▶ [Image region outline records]
-*-*-

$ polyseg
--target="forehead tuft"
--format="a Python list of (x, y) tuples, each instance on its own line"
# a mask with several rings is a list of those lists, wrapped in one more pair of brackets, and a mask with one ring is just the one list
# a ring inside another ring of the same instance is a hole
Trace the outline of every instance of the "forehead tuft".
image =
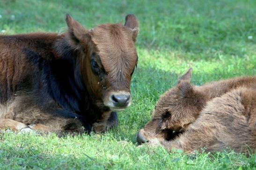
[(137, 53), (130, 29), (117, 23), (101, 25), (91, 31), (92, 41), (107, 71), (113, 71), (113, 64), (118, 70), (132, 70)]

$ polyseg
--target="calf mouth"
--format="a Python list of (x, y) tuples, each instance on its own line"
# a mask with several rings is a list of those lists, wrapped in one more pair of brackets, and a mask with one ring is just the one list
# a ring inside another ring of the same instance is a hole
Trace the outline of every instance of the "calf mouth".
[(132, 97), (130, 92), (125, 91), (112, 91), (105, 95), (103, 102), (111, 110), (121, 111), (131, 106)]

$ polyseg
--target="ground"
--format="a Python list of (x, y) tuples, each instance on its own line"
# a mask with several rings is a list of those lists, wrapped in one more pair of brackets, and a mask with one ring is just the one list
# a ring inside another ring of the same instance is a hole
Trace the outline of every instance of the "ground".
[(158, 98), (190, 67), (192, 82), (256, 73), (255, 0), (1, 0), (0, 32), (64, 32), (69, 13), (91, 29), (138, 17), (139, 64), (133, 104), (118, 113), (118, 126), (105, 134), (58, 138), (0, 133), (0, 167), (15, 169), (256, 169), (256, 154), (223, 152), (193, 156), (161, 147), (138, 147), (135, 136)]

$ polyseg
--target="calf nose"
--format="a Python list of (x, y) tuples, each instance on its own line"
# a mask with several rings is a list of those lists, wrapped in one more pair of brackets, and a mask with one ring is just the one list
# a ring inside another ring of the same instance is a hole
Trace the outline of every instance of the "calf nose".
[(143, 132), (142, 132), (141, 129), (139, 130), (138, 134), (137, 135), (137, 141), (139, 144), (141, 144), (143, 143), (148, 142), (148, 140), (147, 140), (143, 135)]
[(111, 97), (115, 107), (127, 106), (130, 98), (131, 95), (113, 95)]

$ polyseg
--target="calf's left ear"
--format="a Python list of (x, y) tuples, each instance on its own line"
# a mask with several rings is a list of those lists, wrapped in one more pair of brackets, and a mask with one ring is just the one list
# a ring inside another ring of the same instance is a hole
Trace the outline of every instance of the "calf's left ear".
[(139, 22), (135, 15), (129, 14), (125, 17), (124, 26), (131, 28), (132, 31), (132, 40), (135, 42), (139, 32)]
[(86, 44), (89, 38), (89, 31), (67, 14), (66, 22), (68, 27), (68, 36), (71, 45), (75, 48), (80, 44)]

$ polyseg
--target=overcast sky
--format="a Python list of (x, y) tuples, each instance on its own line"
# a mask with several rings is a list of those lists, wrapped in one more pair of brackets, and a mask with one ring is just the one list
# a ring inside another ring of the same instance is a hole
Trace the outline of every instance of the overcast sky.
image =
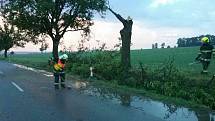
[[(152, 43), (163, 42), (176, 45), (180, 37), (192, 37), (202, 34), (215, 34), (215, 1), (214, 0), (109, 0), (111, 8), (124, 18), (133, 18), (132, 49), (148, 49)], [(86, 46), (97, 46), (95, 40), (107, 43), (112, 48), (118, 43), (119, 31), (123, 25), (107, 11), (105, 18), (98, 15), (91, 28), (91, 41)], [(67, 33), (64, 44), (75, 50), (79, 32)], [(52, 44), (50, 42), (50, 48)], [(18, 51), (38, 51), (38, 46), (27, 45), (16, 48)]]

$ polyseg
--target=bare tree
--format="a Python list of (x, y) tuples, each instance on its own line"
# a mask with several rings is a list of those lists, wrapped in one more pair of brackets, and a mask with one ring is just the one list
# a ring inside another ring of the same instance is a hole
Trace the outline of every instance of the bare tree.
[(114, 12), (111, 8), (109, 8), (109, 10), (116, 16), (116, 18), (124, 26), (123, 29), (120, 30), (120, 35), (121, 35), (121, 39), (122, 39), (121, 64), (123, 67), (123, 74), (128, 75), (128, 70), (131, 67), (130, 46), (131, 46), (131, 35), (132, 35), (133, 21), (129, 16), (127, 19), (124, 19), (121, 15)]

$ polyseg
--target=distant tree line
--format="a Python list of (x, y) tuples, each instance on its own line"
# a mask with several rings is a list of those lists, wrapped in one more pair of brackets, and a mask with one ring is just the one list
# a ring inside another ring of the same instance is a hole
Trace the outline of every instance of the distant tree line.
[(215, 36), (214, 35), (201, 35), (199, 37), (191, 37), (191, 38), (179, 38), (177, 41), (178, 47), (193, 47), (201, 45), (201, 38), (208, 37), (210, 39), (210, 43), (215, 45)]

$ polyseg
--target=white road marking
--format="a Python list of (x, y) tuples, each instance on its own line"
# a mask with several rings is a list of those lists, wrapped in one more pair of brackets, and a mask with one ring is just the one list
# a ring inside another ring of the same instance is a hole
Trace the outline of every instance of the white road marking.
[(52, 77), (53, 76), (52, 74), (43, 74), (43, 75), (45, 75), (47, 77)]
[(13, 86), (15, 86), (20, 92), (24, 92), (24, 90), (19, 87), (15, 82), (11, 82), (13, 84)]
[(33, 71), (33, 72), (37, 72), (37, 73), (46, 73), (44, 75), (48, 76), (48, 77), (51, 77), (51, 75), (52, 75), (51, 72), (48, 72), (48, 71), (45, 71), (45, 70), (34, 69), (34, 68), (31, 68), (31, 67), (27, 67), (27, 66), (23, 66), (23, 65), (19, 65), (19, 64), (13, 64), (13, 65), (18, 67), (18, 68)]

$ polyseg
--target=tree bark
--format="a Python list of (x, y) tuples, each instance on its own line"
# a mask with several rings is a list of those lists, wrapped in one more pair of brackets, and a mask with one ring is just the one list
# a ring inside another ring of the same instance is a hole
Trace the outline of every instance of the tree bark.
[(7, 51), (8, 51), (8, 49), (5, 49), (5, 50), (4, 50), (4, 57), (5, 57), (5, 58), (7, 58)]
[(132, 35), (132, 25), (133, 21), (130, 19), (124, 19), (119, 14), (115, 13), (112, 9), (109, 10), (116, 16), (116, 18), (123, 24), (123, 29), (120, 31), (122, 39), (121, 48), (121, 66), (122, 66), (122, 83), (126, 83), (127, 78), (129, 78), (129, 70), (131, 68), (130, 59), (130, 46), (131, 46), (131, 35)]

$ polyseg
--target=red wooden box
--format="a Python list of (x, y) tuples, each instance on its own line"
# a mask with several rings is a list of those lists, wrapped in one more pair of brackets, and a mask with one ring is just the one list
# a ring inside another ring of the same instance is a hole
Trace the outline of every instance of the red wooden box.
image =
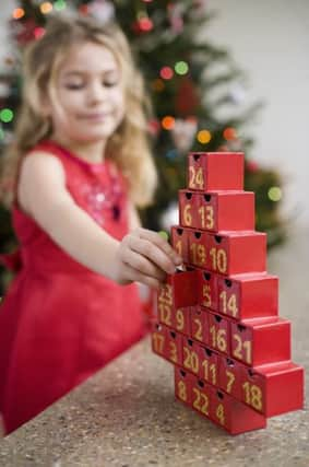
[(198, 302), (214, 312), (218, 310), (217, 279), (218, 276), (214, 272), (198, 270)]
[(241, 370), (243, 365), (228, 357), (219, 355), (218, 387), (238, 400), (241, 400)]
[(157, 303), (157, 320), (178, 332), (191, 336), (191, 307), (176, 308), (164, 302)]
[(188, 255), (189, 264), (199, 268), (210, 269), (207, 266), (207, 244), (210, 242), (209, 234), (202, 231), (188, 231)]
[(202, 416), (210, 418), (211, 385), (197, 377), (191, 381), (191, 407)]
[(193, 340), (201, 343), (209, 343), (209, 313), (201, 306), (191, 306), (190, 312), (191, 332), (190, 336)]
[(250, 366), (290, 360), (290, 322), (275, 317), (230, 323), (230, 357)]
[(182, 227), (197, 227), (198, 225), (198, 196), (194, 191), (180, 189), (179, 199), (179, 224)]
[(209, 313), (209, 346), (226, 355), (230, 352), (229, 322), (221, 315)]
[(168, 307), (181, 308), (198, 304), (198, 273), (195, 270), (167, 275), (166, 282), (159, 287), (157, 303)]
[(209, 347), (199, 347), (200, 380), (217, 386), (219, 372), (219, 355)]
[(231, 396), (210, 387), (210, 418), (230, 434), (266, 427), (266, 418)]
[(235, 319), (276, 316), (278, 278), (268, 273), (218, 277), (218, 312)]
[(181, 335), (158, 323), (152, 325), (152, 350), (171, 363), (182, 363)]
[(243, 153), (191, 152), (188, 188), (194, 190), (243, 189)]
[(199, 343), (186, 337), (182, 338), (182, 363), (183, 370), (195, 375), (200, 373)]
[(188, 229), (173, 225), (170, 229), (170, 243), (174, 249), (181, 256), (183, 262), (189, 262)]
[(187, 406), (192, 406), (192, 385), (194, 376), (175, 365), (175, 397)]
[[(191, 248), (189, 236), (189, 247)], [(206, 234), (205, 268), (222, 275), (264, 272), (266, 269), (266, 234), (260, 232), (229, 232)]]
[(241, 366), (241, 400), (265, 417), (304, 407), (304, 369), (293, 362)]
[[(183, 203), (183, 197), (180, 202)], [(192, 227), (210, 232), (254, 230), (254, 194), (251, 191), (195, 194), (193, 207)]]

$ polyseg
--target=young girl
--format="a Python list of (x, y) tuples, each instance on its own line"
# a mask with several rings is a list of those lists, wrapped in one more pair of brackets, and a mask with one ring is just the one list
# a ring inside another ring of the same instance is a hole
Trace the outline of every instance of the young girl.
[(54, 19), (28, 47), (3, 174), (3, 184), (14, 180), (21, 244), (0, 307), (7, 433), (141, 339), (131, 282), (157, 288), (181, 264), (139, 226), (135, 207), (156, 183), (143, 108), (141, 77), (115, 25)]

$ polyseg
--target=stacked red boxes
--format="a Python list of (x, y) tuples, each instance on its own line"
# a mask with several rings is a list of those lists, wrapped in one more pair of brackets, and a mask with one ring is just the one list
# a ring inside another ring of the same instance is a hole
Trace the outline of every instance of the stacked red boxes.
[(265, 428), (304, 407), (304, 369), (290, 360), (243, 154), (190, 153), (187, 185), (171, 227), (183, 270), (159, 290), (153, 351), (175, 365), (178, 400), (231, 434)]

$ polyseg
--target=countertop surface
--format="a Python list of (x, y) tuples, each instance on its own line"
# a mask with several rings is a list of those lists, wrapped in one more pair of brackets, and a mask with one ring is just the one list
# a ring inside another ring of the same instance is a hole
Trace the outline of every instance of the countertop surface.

-*-*-

▶ [OBJECTIVE] Show each line of the material that contains the string "boxes". Case matters.

▶ [OUTPUT FOR THIS TASK]
--target=stacked red boxes
Trace the outline of every instance of the stacked red boxes.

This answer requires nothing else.